Come stai Riccardo? 

“Bene, sto bene grazie. A settembre una macchina non ha rispettato lo stop e mi ha investito mentre ero in bici, ma per fortuna non mi sono fatto niente di grave: mi sono rotto due costole e qualche graffio, ma il casco mi ha salvato sicuramente”. 

Purtroppo il tuo è solo uno degli innumerevoli casi che accadono ogni giorno. Il problema della sicurezza stradale resta al centro dei vari dibattiti…

“Ho ripreso a pedalare con costanza quest’estate dopo un po’ di anni in cui usavo pochissimo la bici e mi sono reso conto che la gente oggi alla guida è molto più distratta, soprattutto con il telefono, rispetto a quando correvo io”.

Ormai sono trascorsi diversi anni dalle tue vittorie da corridore: come pensi di essere ricordato oggi? 

“In gelateria vengono tanti tifosi e sono felice che si ricordino di me dopo tanti anni. All’inizio non ero ben voluto ma oggi, a distanza di tempo, le cose sono migliorate. Sono ripartito, ho capito i miei errori e sono andato avanti con la mia vita. Nel ciclismo inizialmente avevo un po’ di terra bruciata, sono riuscito a recuperare, ma sicuramente non sono considerato “l’angelo”, ma non sono neanche stato il peggiore”. 

Ti dispiace che la stragrande maggioranza associ il tuo nome al doping, quasi non dando peso ai risultati che avevi ottenuto?

“Purtroppo si viene ricordati per questo e non tanto per le vittorie. Mi sono reso conto dei miei errori, ma quella era l’epoca del ciclismo, non ero il solo. Mi piacerebbe oggi essere più presente nel mondo del ciclismo, ma è anche vero che è passato tanto tempo e me ne sono fatto una ragione”. 

A mente fredda, pensi che il sistema si sia accanito contro di te e ti abbia utilizzato come capro espiatorio?

“Secondo me al Tour del 2008 mi hanno usato come capro espiatorio, poi la seconda volta ho sbagliato io e mi hanno giustamente bastonato”.

** Voci di un dataset di puntamento **
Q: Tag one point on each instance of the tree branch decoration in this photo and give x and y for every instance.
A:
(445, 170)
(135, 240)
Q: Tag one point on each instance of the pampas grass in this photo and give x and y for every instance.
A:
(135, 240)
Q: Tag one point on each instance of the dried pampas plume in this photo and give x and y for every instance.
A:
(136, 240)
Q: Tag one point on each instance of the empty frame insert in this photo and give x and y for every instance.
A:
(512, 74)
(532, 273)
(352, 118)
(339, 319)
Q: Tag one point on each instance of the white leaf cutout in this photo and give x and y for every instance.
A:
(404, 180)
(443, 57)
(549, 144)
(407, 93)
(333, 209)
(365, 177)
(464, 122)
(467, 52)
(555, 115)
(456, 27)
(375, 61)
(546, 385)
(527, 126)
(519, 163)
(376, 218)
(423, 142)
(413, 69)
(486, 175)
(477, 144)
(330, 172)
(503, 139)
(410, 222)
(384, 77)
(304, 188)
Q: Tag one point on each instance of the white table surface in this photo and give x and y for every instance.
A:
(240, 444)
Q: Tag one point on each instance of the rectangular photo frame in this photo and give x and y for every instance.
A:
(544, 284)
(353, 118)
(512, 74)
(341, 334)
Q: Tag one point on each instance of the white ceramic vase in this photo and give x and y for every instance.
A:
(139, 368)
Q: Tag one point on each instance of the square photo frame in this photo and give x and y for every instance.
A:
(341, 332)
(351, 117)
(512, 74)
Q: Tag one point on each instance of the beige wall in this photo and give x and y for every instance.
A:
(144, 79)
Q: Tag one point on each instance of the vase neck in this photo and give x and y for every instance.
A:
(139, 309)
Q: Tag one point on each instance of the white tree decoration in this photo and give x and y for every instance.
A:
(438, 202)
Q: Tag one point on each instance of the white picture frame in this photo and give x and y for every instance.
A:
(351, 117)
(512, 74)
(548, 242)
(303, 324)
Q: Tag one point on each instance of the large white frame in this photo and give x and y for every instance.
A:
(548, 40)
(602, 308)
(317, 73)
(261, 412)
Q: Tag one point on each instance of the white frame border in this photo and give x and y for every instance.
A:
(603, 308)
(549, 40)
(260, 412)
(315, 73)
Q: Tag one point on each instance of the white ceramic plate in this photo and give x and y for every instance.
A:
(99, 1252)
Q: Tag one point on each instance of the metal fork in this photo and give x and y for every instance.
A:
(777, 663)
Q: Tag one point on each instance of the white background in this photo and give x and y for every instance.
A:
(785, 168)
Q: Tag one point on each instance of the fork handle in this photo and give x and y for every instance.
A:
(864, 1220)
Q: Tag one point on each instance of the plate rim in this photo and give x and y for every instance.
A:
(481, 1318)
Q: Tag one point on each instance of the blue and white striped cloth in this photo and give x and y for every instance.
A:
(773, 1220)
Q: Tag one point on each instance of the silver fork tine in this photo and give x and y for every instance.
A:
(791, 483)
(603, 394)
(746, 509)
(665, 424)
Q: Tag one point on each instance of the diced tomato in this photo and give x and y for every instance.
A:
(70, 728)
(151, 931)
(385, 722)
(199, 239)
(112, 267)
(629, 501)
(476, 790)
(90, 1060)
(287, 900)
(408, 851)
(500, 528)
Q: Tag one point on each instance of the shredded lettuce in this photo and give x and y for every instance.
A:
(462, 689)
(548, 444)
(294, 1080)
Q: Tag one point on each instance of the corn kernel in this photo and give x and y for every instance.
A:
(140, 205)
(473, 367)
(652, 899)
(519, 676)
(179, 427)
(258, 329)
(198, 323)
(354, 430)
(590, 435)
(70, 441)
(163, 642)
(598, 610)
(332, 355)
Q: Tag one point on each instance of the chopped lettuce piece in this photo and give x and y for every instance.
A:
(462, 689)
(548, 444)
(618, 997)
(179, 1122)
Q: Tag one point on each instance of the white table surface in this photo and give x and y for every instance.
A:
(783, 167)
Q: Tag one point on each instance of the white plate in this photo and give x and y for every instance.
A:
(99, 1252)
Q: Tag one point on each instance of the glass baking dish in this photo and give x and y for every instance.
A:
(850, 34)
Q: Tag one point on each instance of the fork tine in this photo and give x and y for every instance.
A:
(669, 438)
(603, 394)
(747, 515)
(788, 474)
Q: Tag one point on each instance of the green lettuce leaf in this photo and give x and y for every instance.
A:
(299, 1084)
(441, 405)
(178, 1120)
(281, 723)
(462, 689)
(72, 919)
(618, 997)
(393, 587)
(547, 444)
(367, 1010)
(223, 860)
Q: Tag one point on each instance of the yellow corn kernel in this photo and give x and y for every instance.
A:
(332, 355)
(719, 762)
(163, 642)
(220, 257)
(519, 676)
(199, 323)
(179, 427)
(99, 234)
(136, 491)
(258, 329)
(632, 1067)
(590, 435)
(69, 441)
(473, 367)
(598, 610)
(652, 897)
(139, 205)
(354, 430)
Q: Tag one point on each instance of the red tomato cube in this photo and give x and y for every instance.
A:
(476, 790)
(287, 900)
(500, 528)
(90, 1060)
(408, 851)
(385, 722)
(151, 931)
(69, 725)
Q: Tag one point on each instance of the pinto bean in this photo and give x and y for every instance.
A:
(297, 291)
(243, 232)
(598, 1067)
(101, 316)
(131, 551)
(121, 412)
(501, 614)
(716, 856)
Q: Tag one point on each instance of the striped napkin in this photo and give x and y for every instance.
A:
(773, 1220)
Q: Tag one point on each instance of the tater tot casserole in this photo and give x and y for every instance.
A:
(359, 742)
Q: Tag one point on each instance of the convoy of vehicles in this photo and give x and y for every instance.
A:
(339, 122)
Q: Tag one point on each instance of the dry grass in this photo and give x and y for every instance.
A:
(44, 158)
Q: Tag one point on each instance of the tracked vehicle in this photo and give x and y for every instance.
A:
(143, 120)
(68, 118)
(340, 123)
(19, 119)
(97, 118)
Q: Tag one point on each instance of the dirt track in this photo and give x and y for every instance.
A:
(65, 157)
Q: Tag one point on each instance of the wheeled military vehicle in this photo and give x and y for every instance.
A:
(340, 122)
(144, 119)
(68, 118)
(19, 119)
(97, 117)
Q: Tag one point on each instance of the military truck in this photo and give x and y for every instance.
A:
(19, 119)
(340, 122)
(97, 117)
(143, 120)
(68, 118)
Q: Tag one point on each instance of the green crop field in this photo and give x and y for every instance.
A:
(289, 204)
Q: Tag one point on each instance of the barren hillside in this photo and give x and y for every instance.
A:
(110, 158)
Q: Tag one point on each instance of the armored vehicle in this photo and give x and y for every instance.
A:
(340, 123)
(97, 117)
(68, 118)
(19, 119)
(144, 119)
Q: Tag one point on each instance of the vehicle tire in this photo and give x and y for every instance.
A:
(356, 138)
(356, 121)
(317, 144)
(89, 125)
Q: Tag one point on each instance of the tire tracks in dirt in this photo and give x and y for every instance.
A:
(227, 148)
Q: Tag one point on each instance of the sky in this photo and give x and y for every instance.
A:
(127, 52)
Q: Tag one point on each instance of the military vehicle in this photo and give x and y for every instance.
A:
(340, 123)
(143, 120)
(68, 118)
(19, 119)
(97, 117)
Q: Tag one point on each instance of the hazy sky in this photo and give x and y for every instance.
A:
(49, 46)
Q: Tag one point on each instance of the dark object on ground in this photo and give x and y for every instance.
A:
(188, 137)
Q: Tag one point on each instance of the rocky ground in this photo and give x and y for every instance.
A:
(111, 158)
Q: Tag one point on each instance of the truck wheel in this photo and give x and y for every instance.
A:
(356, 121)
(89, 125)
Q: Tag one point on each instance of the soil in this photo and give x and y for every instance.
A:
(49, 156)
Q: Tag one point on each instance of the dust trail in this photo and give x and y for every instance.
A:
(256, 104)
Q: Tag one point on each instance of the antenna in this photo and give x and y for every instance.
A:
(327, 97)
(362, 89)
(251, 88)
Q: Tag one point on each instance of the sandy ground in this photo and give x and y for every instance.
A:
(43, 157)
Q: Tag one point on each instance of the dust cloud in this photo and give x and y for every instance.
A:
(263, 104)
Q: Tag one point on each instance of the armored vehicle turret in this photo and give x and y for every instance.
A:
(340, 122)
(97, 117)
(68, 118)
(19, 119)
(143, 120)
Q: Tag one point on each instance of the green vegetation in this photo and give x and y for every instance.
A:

** Consegna **
Riscrivi il brano dell'intervista da "Purtroppo il tuo" fino a "essere ricordato oggi?" compreso, mettendo "cellulare" al posto di "telefono".

** Risposta **
Purtroppo il tuo è solo uno degli innumerevoli casi che accadono ogni giorno. Il problema della sicurezza stradale resta al centro dei vari dibattiti…

“Ho ripreso a pedalare con costanza quest’estate dopo un po’ di anni in cui usavo pochissimo la bici e mi sono reso conto che la gente oggi alla guida è molto più distratta, soprattutto con il cellulare, rispetto a quando correvo io”.

Ormai sono trascorsi diversi anni dalle tue vittorie da corridore: come pensi di essere ricordato oggi?